* _The problem_
Present the data below as a numbered list, omitting blank lines and leaving out the pictures.

Items for identifying locations:
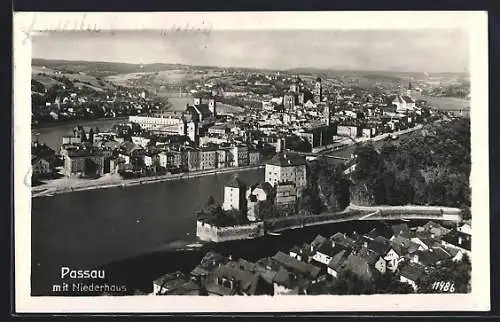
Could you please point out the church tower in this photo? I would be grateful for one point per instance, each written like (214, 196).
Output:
(318, 90)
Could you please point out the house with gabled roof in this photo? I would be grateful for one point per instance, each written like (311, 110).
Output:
(374, 259)
(336, 264)
(400, 230)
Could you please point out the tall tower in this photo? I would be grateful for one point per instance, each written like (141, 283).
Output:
(317, 90)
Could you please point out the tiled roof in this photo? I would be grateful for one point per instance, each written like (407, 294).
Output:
(236, 183)
(287, 160)
(359, 266)
(399, 229)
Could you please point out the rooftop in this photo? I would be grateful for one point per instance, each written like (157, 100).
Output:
(296, 265)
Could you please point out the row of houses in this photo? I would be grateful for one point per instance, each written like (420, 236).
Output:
(409, 254)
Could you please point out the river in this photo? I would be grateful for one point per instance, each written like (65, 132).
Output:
(89, 228)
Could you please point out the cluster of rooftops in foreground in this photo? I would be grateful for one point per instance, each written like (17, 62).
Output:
(409, 254)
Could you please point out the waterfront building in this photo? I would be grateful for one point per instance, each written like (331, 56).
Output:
(347, 130)
(295, 266)
(208, 159)
(285, 167)
(140, 140)
(131, 153)
(223, 158)
(337, 263)
(40, 166)
(253, 157)
(412, 274)
(211, 230)
(255, 195)
(234, 195)
(318, 90)
(83, 161)
(240, 153)
(233, 279)
(289, 101)
(192, 158)
(71, 139)
(166, 121)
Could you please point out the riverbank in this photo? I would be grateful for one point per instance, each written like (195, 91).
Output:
(67, 185)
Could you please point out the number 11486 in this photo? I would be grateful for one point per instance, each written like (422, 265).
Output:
(443, 286)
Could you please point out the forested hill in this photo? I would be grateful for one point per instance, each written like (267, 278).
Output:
(429, 167)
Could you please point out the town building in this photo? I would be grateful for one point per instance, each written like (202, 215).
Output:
(83, 161)
(403, 103)
(208, 159)
(412, 274)
(286, 194)
(40, 166)
(255, 195)
(285, 167)
(348, 130)
(240, 155)
(318, 90)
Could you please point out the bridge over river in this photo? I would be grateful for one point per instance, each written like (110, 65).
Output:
(355, 213)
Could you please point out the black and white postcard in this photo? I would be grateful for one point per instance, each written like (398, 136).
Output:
(251, 162)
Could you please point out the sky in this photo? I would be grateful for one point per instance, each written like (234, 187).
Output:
(390, 50)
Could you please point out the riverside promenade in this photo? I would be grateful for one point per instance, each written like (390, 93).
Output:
(356, 213)
(66, 185)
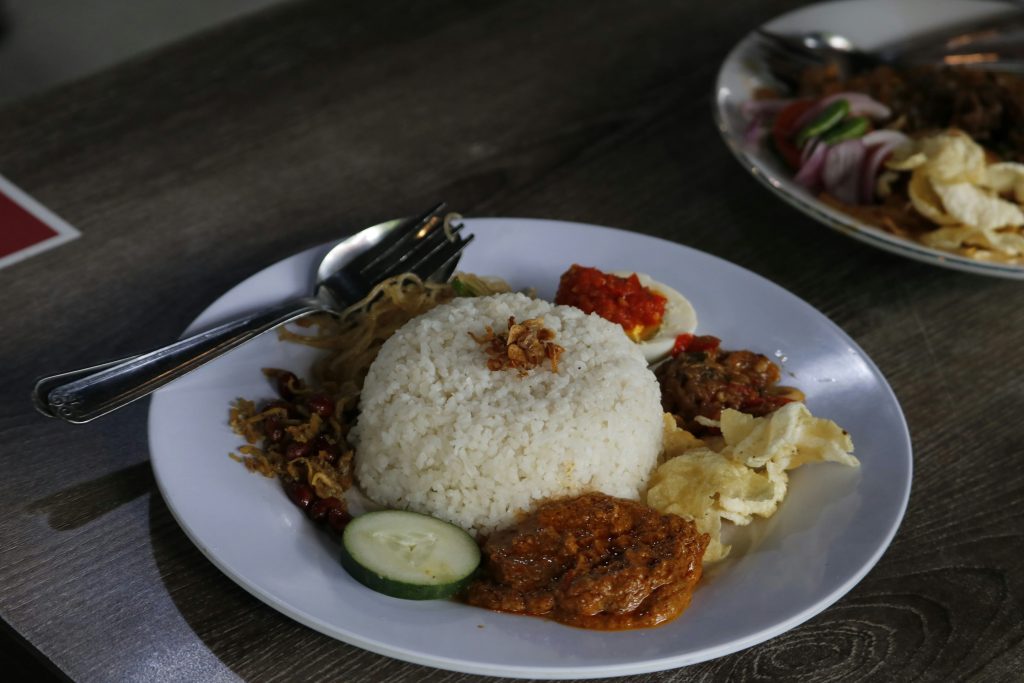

* _Reply to the task_
1. Could you please point out the church tower in this photo? I would be grateful for one point per instance, each written like (214, 196).
2. Output:
3. (318, 90)
4. Could you please point out the house with gabled roof in this photo? I would be grateful for one point per instance, each written like (311, 110).
5. Output:
6. (374, 259)
7. (336, 264)
8. (400, 230)
9. Could you please point out the tall tower in this photo? I would be grateful for one point per instance, each written like (141, 283).
10. Output:
11. (317, 90)
12. Could you please point out the tiled roof in this photo? I would be grateful for one point per instance, each written like (407, 294).
13. Output:
14. (236, 183)
15. (287, 160)
16. (359, 266)
17. (399, 229)
18. Could you please point out the rooftop in this photo? I would be grateful for one point per instance, each written like (157, 100).
19. Output:
20. (296, 265)
21. Could you please point out the row of houses in this photo? I would be grateful for one point per instance, each written like (420, 236).
22. Output:
23. (409, 254)
24. Could you please point out the river in this photo? I would be grateful for one point per instance, each written like (65, 132).
25. Output:
26. (89, 228)
27. Could you please point out the cluster of rooftops in foreground in this photo? I would be grateful for one point per instance, each written like (17, 62).
28. Output:
29. (409, 254)
30. Could you please point out the waterfront building in this photo? I would be grateful for one point per instance, each written like (331, 56).
31. Output:
32. (347, 130)
33. (295, 266)
34. (208, 159)
35. (285, 167)
36. (140, 140)
37. (131, 153)
38. (223, 158)
39. (337, 263)
40. (40, 166)
41. (253, 157)
42. (412, 274)
43. (211, 230)
44. (255, 195)
45. (234, 195)
46. (318, 90)
47. (83, 161)
48. (240, 153)
49. (233, 279)
50. (289, 101)
51. (192, 158)
52. (71, 139)
53. (166, 121)
54. Could you please point out the riverbank in this photo? I would be grateful for one point per instance, each written like (195, 91).
55. Output:
56. (67, 185)
57. Could you please point out the number 11486 in this photo? I would be grateful for one point per instance, each written like (422, 265).
58. Output:
59. (443, 286)
60. Could you please point out the forested hill in this photo? I would be grateful for one point per instance, each written like (267, 278).
61. Output:
62. (429, 167)
63. Could you please point out the town building in this photo? I would be grateful for one point per instance, each written like (202, 215).
64. Output:
65. (83, 161)
66. (403, 103)
67. (208, 159)
68. (412, 274)
69. (286, 194)
70. (40, 166)
71. (255, 195)
72. (285, 167)
73. (348, 130)
74. (240, 155)
75. (318, 90)
76. Could you please point out the bridge over river in this photo? I would be grateful for one point per instance, each written like (110, 65).
77. Output:
78. (355, 213)
79. Could you please point out the black and white postcard in this photo? I would be grateful for one point per instance, each written like (398, 136).
80. Output:
81. (251, 162)
82. Could you please point out the sky in this photo? I would be grateful for one point per instance, each written like (234, 187).
83. Output:
84. (390, 50)
85. Could you please point out the riverside promenade in this photo? I would be grateful for one point per instance, each written like (390, 93).
86. Output:
87. (356, 213)
88. (66, 185)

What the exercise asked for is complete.